%%

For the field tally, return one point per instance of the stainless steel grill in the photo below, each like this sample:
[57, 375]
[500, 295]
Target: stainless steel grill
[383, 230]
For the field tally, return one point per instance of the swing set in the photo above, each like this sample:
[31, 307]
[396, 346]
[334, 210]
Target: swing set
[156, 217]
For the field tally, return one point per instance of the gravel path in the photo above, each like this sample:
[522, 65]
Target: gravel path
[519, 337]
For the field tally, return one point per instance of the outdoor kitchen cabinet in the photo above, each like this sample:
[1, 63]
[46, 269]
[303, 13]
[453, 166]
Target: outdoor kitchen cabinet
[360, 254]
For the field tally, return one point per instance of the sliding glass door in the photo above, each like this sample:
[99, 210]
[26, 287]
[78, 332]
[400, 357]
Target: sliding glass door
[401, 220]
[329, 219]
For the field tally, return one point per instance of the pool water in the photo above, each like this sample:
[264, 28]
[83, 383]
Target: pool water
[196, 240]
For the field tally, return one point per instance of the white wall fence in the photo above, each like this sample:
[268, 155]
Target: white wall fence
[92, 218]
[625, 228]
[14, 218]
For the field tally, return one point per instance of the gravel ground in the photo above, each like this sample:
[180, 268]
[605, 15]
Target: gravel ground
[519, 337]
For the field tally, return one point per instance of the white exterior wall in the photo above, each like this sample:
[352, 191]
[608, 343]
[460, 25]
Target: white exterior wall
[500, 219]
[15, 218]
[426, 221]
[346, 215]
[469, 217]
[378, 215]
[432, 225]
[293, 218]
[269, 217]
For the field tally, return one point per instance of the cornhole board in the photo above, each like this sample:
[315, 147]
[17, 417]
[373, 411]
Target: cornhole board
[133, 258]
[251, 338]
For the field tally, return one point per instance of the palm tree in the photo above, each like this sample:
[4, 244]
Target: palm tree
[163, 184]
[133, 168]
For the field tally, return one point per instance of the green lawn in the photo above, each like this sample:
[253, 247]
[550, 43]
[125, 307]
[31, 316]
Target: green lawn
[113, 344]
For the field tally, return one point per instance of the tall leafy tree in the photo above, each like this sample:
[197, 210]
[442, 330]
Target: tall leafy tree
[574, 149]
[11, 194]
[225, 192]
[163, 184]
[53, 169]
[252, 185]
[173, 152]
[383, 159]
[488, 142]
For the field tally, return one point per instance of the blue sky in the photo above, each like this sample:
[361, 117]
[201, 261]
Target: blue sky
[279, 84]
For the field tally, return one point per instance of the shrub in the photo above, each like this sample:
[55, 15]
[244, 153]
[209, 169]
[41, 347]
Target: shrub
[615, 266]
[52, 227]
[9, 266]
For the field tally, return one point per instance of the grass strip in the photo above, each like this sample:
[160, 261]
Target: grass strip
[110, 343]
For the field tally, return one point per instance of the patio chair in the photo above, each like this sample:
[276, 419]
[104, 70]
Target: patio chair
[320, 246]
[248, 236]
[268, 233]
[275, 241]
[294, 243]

%%

Exercise aim:
In this exercise, repeat all entries exactly.

Answer for this exercise:
For the field tally, return one point per instance of the stainless steel grill in the photo below, each like this sample:
[57, 375]
[500, 295]
Target: stainless steel grill
[383, 230]
For the field tally, return one point per instance of the swing set in the photo above, each like this sample:
[31, 307]
[396, 346]
[334, 210]
Target: swing set
[156, 217]
For the field tally, return one point per instance of the gravel path in the photo above, each like this sample:
[522, 65]
Target: gravel path
[519, 337]
For the field tally, return one point per instance of the outdoor kitchen cabinet in the photo above, each like this sample:
[1, 63]
[46, 269]
[303, 13]
[453, 166]
Target: outdoor kitchen cabinet
[360, 254]
For the field tally, return one point per instance of the sliding glass door in the photo above, each like this sample:
[99, 210]
[26, 287]
[78, 332]
[400, 357]
Target: sliding glass door
[401, 220]
[329, 219]
For the field tally, return one point per instance of the pool water in the photo above, each like this sample:
[264, 28]
[83, 383]
Target: pool water
[196, 240]
For the field tally, return one point per instance of the white wall fence in the photo above, each like this sample:
[268, 155]
Target: white wall fence
[92, 218]
[625, 228]
[14, 218]
For the field tally, return one point per instance of the gravel ground in the photo above, each like this sample:
[180, 268]
[605, 15]
Target: gravel ground
[519, 337]
For the field tally, return one point per instance of the white exterior wall in the photo above, each like this sample:
[352, 191]
[608, 343]
[460, 25]
Target: white exterior wall
[500, 219]
[15, 218]
[426, 221]
[346, 215]
[469, 217]
[378, 215]
[432, 225]
[293, 218]
[269, 217]
For the field tally, return one point per instance of the cornhole board in the photo above, each like this sample:
[315, 147]
[17, 417]
[373, 411]
Target: cornhole board
[133, 258]
[251, 338]
For the field tally, return one point per instance of the palm tree in the photo above, each like this sample:
[4, 244]
Target: palm tree
[163, 184]
[133, 168]
For the field tally, return one point per instance of the green lawn in the photo above, each like this sample:
[253, 247]
[550, 43]
[125, 307]
[31, 316]
Target: green lawn
[113, 344]
For the field tally, return one point per instance of the tall leafy tree in the photo above, each like this sample:
[197, 210]
[442, 330]
Target: tall leafy tree
[574, 149]
[11, 194]
[225, 192]
[163, 184]
[53, 169]
[252, 185]
[173, 152]
[383, 159]
[488, 142]
For the field tally, return one point per instance of the blue sky in the photo above, each like this sample:
[361, 117]
[201, 261]
Target: blue sky
[279, 84]
For the field tally, return one point per instance of the shrub in the photo above, each like this sample:
[55, 15]
[244, 153]
[209, 169]
[41, 347]
Target: shrub
[615, 266]
[52, 227]
[9, 266]
For the field tally, return one point per instance of the grass strip in the photo above, each like this sample:
[160, 261]
Target: grass strip
[110, 343]
For the field tally, return one point per instance of the patio chair in the photo above, each like this sample:
[276, 419]
[104, 70]
Target: patio chair
[320, 246]
[248, 236]
[268, 233]
[275, 241]
[294, 243]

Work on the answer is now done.